PAGE TEXT:
=== Begin Enclosure ===

• May 3, 2024

Plain Packaging Continues to Spread

 Plain Packaging Continues to Spread

Critics contend that plain packaging has done little to reduce smoking rate in Australia.

Photo: Taco Tuinstra

Legal requirements to sell tobacco products in generic, unbranded packaging continue to spread, according to a report released on Feb. 6 by the Canadian Cancer Society (CCS).

The CCS report, titled Cigarette Package Health Warnings: International Status Report, details global progress on plain packaging, ranks 211 countries and territories on the size of their health warnings on cigarette packages and lists the countries and territories that now require graphic picture warnings.

The report also features the new Canadian requirement for a warning on every individual cigarette. This world precedent setting measure will start to appear on cigarettes in Canada by April 2024. Australia is in progress to become the second country to adopt the measure.

“There is a strong global trend for countries to implement plain packaging,” says Rob Cunningham, senior policy analyst at the CCS, in a statement. “Australia was the first country to implement plain packaging in 2012, followed by France and the U.K. in 2016, and now more and more countries are implementing the measure. These developments are very encouraging as plain packaging is a key measure to protect youth and to reduce tobacco use.”

There are now 25 countries and territories that have adopted plain packaging, up from nine countries in 2018 and 21 countries in 2021.

The report reveals there are now 138 countries and territories that require picture health warnings on cigarette packages, an increase from 117 in 2018 and 134 in 2021. This represents 66.5 percent of the world’s population. Canada became the first country in the world to require picture health warnings in 2001.

“There is continuing progress for countries to use graphic pictures on cigarette packages to show the lethal health effects of smoking,” says Cunningham. “It is extremely positive for global public health that more than 130 countries and territories have required picture health warnings and have increased warning size and that so many are moving toward plain packaging. The international trend will reduce global tobacco industry sales and will save lives lost to cancer and other tobacco-related diseases.”

The release of the CCS report coincides with the 10th Conference of the Parties to the World Health Organization Framework Convention on Tobacco Control (FCTC), which takes place in Panama this week. The FCTC mandates that all parties require health warnings that cover at least 30 percent of the principal display areas and at least 50 percent of the display areas.

=== End Enclosure ===

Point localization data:
=== Begin Enclosure ===

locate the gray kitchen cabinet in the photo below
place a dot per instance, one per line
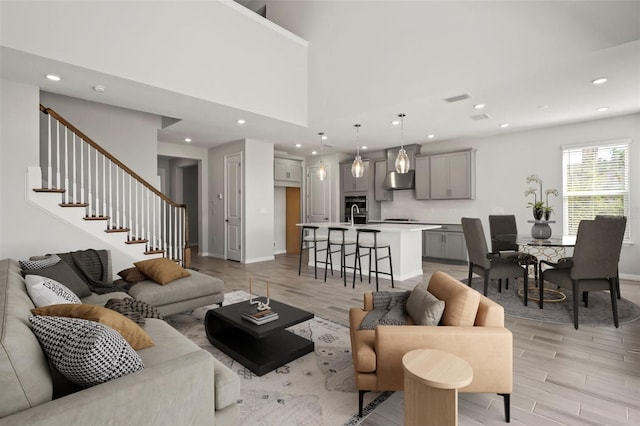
(287, 172)
(446, 242)
(381, 194)
(422, 178)
(351, 184)
(452, 175)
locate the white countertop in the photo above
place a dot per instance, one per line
(383, 227)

=== End Enclosure ===

DIRECTIONS: In the article on plain packaging above, copy the passage from "The CCS report, titled" up to and including "adopt the measure.".

THE COMPLETED TASK:
The CCS report, titled Cigarette Package Health Warnings: International Status Report, details global progress on plain packaging, ranks 211 countries and territories on the size of their health warnings on cigarette packages and lists the countries and territories that now require graphic picture warnings.

The report also features the new Canadian requirement for a warning on every individual cigarette. This world precedent setting measure will start to appear on cigarettes in Canada by April 2024. Australia is in progress to become the second country to adopt the measure.